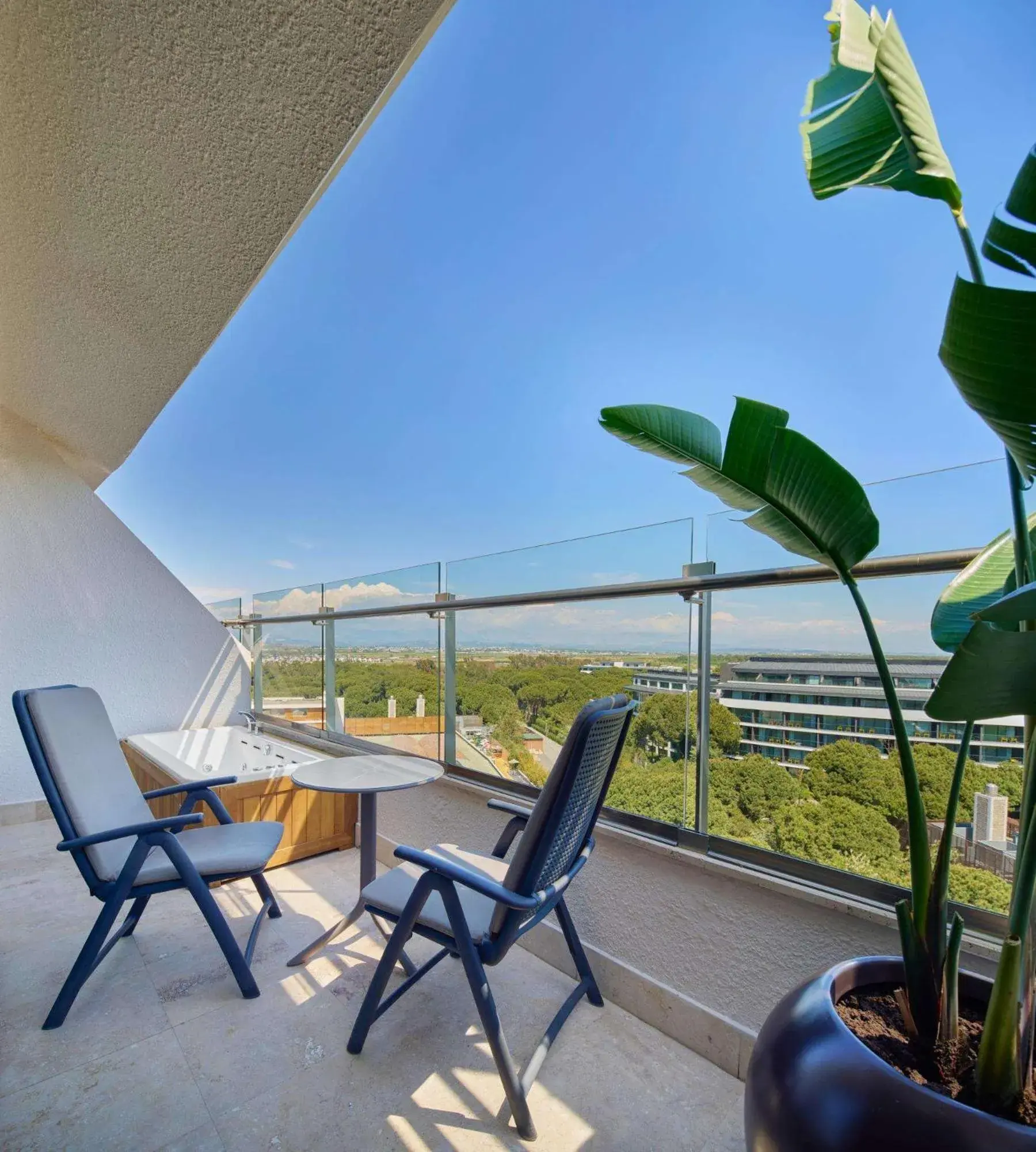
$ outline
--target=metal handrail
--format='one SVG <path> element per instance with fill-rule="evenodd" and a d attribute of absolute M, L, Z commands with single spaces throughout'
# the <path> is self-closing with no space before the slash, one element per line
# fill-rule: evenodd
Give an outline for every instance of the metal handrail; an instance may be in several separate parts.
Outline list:
<path fill-rule="evenodd" d="M 978 548 L 955 548 L 950 552 L 917 552 L 900 556 L 863 560 L 853 569 L 856 579 L 883 576 L 921 576 L 932 573 L 959 571 L 975 556 Z M 342 612 L 303 612 L 291 616 L 241 616 L 223 620 L 224 628 L 249 628 L 254 624 L 303 624 L 327 620 L 361 620 L 372 616 L 437 615 L 443 611 L 471 612 L 478 608 L 515 608 L 542 604 L 565 604 L 581 600 L 617 600 L 627 597 L 693 596 L 695 592 L 733 591 L 742 588 L 776 588 L 785 584 L 823 584 L 837 581 L 838 573 L 826 564 L 791 564 L 785 568 L 759 568 L 740 573 L 713 573 L 679 576 L 673 579 L 634 581 L 627 584 L 594 584 L 589 588 L 562 588 L 549 592 L 508 592 L 502 596 L 477 596 L 455 600 L 422 600 L 418 604 L 393 604 L 375 608 L 345 608 Z"/>

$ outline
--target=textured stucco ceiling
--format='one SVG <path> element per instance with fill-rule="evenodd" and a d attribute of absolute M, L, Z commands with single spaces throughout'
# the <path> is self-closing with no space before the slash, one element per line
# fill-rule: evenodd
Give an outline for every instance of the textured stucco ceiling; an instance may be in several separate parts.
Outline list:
++++++
*Problem requirements:* Recast every line from the start of the entries through the line containing "978 548 L 955", inclusive, as a Markdown table with the columns "Row" and "Line", skipping blank lines and leaving out the pictures.

*Written answer:*
| Row | Line |
|---|---|
| 1 | $ outline |
| 2 | --target=metal handrail |
| 3 | --format='one SVG <path> element per instance with fill-rule="evenodd" and a d attribute of absolute M, L, Z commands with single spaces throughout' |
| 4 | # the <path> is self-closing with no space before the slash, one element per line |
| 5 | # fill-rule: evenodd |
| 6 | Give an outline for every instance of the metal handrail; an instance may be in several separate parts. |
| 7 | Outline list: |
| 8 | <path fill-rule="evenodd" d="M 978 548 L 955 548 L 950 552 L 917 552 L 900 556 L 863 560 L 853 569 L 856 579 L 883 576 L 921 576 L 932 573 L 959 571 L 975 556 Z M 342 612 L 303 612 L 291 616 L 241 616 L 223 620 L 224 628 L 249 628 L 254 624 L 303 624 L 327 620 L 361 620 L 372 616 L 437 615 L 443 611 L 471 612 L 478 608 L 515 608 L 542 604 L 565 604 L 581 600 L 617 600 L 627 597 L 693 596 L 695 592 L 733 591 L 742 588 L 776 588 L 785 584 L 823 584 L 837 581 L 838 573 L 826 564 L 791 564 L 785 568 L 759 568 L 740 573 L 713 573 L 679 576 L 673 579 L 634 581 L 627 584 L 594 584 L 589 588 L 562 588 L 549 592 L 508 592 L 502 596 L 477 596 L 455 600 L 422 600 L 418 604 L 393 604 L 375 608 L 345 608 Z"/> |